• WORK TO DO:
Please turn the lines below into a Markdown table with two columns, Number and Line. Give each line its own row with a running number, and leave out blank lines.

start INPUT ROWS

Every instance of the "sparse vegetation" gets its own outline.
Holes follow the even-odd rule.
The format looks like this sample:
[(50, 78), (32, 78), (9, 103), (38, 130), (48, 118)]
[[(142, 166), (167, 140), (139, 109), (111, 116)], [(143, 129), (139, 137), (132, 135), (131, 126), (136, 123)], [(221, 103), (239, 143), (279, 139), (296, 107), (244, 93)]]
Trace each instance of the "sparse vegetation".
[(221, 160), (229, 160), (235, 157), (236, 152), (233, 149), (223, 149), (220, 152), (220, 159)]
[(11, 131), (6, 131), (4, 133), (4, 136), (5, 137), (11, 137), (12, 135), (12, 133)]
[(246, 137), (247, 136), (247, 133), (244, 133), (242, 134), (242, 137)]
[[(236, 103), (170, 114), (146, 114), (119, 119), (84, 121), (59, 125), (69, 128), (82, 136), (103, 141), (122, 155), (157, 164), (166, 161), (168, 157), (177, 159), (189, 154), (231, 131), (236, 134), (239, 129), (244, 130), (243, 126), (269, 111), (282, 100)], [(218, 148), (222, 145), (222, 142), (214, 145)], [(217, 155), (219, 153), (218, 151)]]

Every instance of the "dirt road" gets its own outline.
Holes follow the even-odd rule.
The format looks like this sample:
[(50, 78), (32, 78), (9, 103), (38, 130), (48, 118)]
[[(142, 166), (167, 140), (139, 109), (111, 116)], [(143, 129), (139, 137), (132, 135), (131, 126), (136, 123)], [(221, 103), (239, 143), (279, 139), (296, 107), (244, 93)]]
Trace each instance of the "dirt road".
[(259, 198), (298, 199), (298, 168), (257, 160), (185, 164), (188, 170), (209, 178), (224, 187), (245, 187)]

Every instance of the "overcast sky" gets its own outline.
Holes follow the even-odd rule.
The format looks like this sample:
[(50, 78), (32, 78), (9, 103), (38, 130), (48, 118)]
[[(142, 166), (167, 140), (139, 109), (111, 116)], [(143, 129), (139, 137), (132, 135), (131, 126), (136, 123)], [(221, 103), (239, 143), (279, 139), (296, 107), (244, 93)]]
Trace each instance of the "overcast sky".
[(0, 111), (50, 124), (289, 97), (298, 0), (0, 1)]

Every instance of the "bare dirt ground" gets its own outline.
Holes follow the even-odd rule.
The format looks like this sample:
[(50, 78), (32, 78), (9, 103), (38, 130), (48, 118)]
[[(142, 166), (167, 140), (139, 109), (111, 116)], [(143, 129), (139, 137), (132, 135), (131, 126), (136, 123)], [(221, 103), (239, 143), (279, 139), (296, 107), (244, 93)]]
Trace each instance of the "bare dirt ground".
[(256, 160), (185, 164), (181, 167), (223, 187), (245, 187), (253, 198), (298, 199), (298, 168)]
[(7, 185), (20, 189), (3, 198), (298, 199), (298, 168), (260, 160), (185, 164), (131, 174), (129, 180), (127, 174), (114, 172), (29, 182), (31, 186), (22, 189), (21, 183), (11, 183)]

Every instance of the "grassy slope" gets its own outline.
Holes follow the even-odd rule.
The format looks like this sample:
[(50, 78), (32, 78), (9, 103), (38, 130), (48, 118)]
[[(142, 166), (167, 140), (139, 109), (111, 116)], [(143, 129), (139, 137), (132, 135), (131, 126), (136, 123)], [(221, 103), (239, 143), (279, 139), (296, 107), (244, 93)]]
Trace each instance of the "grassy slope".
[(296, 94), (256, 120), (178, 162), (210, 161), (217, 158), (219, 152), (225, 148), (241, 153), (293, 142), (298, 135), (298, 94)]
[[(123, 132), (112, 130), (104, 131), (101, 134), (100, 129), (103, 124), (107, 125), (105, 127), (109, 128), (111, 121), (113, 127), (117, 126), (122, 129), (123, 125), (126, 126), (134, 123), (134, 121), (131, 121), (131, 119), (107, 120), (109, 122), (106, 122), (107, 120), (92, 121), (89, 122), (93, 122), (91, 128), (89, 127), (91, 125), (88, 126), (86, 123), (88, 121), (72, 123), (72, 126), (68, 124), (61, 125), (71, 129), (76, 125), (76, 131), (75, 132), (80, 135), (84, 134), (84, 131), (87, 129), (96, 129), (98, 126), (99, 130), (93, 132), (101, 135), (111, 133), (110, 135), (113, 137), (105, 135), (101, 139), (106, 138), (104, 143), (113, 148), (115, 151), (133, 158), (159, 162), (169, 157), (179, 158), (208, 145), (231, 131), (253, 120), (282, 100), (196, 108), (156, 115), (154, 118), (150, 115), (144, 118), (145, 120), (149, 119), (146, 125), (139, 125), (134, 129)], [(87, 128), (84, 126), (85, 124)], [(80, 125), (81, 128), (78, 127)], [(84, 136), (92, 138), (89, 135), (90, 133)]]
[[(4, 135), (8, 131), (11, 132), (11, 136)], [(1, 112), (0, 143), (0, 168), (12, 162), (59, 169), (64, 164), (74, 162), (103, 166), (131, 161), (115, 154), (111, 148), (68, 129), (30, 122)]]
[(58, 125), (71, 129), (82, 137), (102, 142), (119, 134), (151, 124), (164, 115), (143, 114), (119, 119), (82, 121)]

end INPUT ROWS

• EXPECTED ANSWER:
| Number | Line |
|---|---|
| 1 | Every instance of the "sparse vegetation" gets its own outline. |
| 2 | Holes follow the even-odd rule. |
| 3 | The format looks like this sample: |
| 4 | [(50, 78), (32, 78), (9, 103), (38, 130), (48, 118)] |
| 5 | [[(142, 166), (167, 140), (139, 109), (111, 116)], [(143, 129), (139, 137), (132, 135), (131, 126), (136, 123)], [(221, 103), (239, 143), (279, 139), (296, 107), (244, 93)]] |
| 6 | Trace each instance of the "sparse vegetation". |
| 7 | [(221, 160), (229, 160), (235, 157), (236, 152), (233, 149), (223, 149), (220, 152), (220, 159)] |
| 8 | [(11, 131), (6, 131), (4, 133), (4, 136), (5, 137), (11, 137), (12, 135), (12, 133)] |
| 9 | [(246, 137), (247, 136), (247, 133), (244, 133), (242, 134), (242, 137)] |
| 10 | [[(236, 103), (170, 114), (146, 114), (119, 119), (84, 121), (59, 125), (69, 128), (82, 136), (103, 141), (122, 155), (157, 164), (166, 161), (168, 157), (177, 159), (189, 154), (231, 131), (236, 134), (239, 129), (244, 130), (243, 126), (269, 111), (282, 100)], [(218, 148), (222, 145), (222, 142), (214, 145)], [(217, 155), (219, 153), (218, 151)]] |
| 11 | Every instance of the "dirt road" gets its own outline. |
| 12 | Holes follow the even-odd rule. |
| 13 | The format looks like this sample: |
| 14 | [(50, 78), (32, 78), (9, 103), (38, 130), (48, 118)] |
| 15 | [[(142, 166), (167, 140), (139, 109), (111, 116)], [(143, 129), (139, 137), (132, 135), (131, 126), (136, 123)], [(221, 103), (239, 143), (279, 139), (296, 107), (244, 93)]] |
| 16 | Trace each instance of the "dirt road". |
| 17 | [(259, 198), (298, 199), (298, 168), (257, 160), (185, 164), (188, 170), (209, 178), (224, 187), (245, 187)] |
| 18 | Every instance of the "overcast sky" gets its own outline. |
| 19 | Holes follow the even-odd rule. |
| 20 | The format looks like this sample: |
| 21 | [(50, 78), (32, 78), (9, 103), (38, 130), (48, 118)] |
| 22 | [[(142, 166), (167, 140), (139, 109), (111, 116)], [(143, 129), (139, 137), (132, 135), (131, 126), (136, 123)], [(221, 103), (239, 143), (279, 139), (296, 107), (244, 93)]] |
| 23 | Trace each instance of the "overcast sky". |
| 24 | [(0, 111), (50, 124), (289, 97), (298, 0), (0, 1)] |
| 25 | Every instance of the "bare dirt ground" gets its own outline. |
| 26 | Holes follow the even-odd rule. |
| 27 | The format looks like this sample: |
| 28 | [(50, 78), (32, 78), (9, 103), (38, 130), (48, 118)] |
| 29 | [[(142, 166), (167, 140), (139, 109), (111, 116)], [(143, 129), (139, 137), (132, 135), (131, 126), (136, 123)], [(221, 103), (239, 143), (279, 139), (296, 107), (244, 93)]] |
| 30 | Trace each instance of the "bare dirt ground". |
| 31 | [(256, 160), (185, 164), (181, 167), (223, 187), (245, 187), (253, 198), (298, 199), (298, 168)] |
| 32 | [(7, 185), (20, 189), (3, 198), (298, 199), (298, 168), (260, 160), (185, 164), (131, 174), (129, 180), (127, 174), (114, 172), (29, 182), (31, 186), (22, 189), (21, 183), (11, 183)] |
| 33 | Every instance of the "grassy slope" gets its own outline. |
| 34 | Holes follow the even-odd rule. |
| 35 | The format looks like this sample: |
| 36 | [(50, 78), (32, 78), (9, 103), (38, 130), (48, 118)] |
| 37 | [[(142, 166), (167, 140), (139, 109), (111, 116)], [(143, 129), (139, 137), (132, 135), (131, 126), (136, 123)], [(221, 103), (239, 143), (279, 139), (296, 107), (244, 93)]] |
| 38 | Trace each instance of the "grassy slope". |
| 39 | [(296, 94), (256, 120), (178, 162), (210, 161), (217, 158), (219, 152), (225, 148), (241, 153), (293, 142), (298, 135), (298, 94)] |
| 40 | [[(123, 132), (112, 130), (104, 131), (101, 134), (100, 129), (103, 124), (107, 125), (105, 127), (109, 128), (111, 121), (113, 127), (117, 126), (122, 129), (123, 125), (126, 126), (134, 123), (134, 121), (131, 121), (131, 119), (107, 120), (109, 122), (106, 122), (107, 120), (92, 121), (89, 122), (93, 122), (91, 128), (89, 127), (91, 125), (88, 126), (86, 123), (88, 121), (72, 123), (72, 126), (68, 124), (61, 125), (71, 129), (76, 125), (76, 131), (75, 132), (80, 135), (84, 134), (84, 131), (87, 129), (96, 129), (98, 126), (99, 130), (93, 132), (101, 135), (111, 133), (110, 135), (113, 137), (105, 135), (101, 139), (106, 138), (104, 143), (113, 148), (115, 151), (133, 158), (159, 162), (169, 157), (179, 158), (208, 145), (231, 131), (253, 120), (282, 100), (196, 108), (156, 115), (154, 118), (150, 115), (144, 118), (145, 120), (149, 119), (146, 125), (139, 125), (134, 129)], [(87, 128), (84, 126), (85, 124)], [(80, 125), (81, 128), (78, 127)], [(84, 136), (92, 138), (89, 135), (90, 133)]] |
| 41 | [[(4, 135), (8, 131), (11, 132), (11, 136)], [(1, 112), (0, 143), (0, 168), (12, 162), (59, 169), (64, 164), (74, 162), (103, 166), (131, 161), (115, 154), (111, 148), (68, 129), (30, 122)]] |
| 42 | [(58, 125), (71, 129), (82, 137), (102, 142), (119, 134), (151, 124), (164, 115), (143, 114), (119, 119), (82, 121)] |